-------- Extract to read --------
### Prepping Data Challenge: TC22 Session Attendance (Week 20)
There are 4 inputs datasets for this challenge:
 - Registrations
 - Sessions Lookup Table
 - Online Attendees
 - In Person Attendees
 
### Requirements
- Input the data
- In the Registrations Input, tidy up the Online/In Person field 
- From the Email field, extract the company name 
   - We define the company name as being the text following the @ symbol, up to the.
- Count the number of sessions each registered person is planning to attend 
- Join on the Session Lookup table to replace the Session ID with the Session name 
- Join the In Person Attendees dataset to the cleaned Registrations
   - You will need multiple join clauses
   - Think about the Join Type, we only want to return the names of those that did not attend the sessions they registered for
- Filter to only include those who registered to be In Person 
- Join the Online Attendees dataset to the cleaned Registrations
   - You will need multiple join clauses
   - Think about the Join Type, we only want to return the names of those that did not attend the sessions they registered for
- Filter to only include those who registered to be Online
- Union together these separate streams to get a complete list of those who were unable to attend the sessions they registered for 
- Count the number of sessions each person was unable to attend 
- Calculate the % of sessions each person was unable to attend 
  - Round this to 2 decimal places
- Remove unnecessary fields 
- Output the data

In [1]:
import pandas as pd
import numpy as np

In [2]:
# Input the data.
-------- Supplied data --------
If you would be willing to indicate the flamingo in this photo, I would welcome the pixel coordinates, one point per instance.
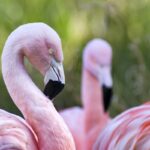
(130, 130)
(43, 128)
(85, 123)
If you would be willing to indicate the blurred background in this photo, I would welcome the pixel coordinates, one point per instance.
(125, 24)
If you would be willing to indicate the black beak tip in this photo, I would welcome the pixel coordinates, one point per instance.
(53, 88)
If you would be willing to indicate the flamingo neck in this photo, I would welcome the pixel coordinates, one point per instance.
(38, 111)
(92, 100)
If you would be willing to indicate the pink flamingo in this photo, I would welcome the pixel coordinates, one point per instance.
(130, 130)
(44, 128)
(85, 123)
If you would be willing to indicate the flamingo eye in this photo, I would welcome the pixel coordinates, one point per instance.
(51, 51)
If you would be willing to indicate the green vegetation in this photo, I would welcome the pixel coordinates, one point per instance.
(124, 24)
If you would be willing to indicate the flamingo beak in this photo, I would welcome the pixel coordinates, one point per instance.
(54, 79)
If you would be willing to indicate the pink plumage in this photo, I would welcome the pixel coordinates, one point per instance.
(130, 130)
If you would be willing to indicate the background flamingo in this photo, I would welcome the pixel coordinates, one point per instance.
(33, 41)
(130, 130)
(85, 123)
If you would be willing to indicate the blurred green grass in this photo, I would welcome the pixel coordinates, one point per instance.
(124, 24)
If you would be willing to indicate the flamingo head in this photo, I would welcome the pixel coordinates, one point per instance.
(44, 51)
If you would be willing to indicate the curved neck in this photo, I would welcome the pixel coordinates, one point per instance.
(36, 108)
(92, 100)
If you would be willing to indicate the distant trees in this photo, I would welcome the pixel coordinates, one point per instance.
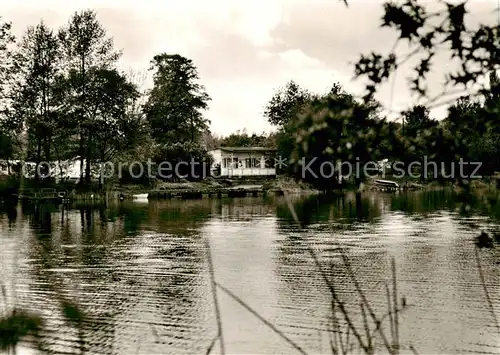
(286, 104)
(243, 139)
(175, 104)
(335, 127)
(62, 97)
(174, 112)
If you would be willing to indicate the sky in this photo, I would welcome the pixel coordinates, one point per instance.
(245, 50)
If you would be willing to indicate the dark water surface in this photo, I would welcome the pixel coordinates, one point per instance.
(139, 271)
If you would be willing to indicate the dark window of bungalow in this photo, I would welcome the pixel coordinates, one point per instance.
(269, 157)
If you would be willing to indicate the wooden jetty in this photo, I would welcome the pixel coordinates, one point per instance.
(389, 185)
(164, 194)
(43, 195)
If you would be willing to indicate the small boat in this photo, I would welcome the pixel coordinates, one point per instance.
(388, 184)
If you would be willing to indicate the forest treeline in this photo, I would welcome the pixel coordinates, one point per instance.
(63, 97)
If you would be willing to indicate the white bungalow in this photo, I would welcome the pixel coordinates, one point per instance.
(243, 161)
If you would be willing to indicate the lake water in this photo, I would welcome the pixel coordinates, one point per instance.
(139, 272)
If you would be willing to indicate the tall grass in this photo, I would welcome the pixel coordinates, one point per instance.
(346, 334)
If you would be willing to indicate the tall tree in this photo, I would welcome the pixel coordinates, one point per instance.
(86, 48)
(9, 126)
(6, 66)
(37, 99)
(286, 104)
(116, 127)
(175, 105)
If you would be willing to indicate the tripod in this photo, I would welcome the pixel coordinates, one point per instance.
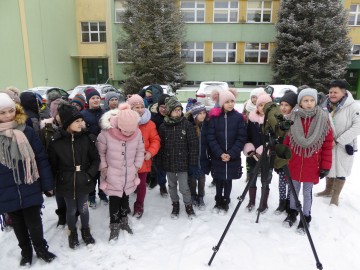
--------
> _Your objective_:
Answer these about the Week 20 challenge text:
(a) How many input datasets does the challenge use, and what are they?
(b) To how many decimal places should the percentage of sessions each person was unable to attend be rounded?
(c) Which two Python libraries are imported, and under what short names?

> _Exercise result_:
(a) Four: Registrations, Sessions Lookup Table, Online Attendees, and In Person Attendees.
(b) Two decimal places.
(c) pandas, imported as pd, and numpy, imported as np.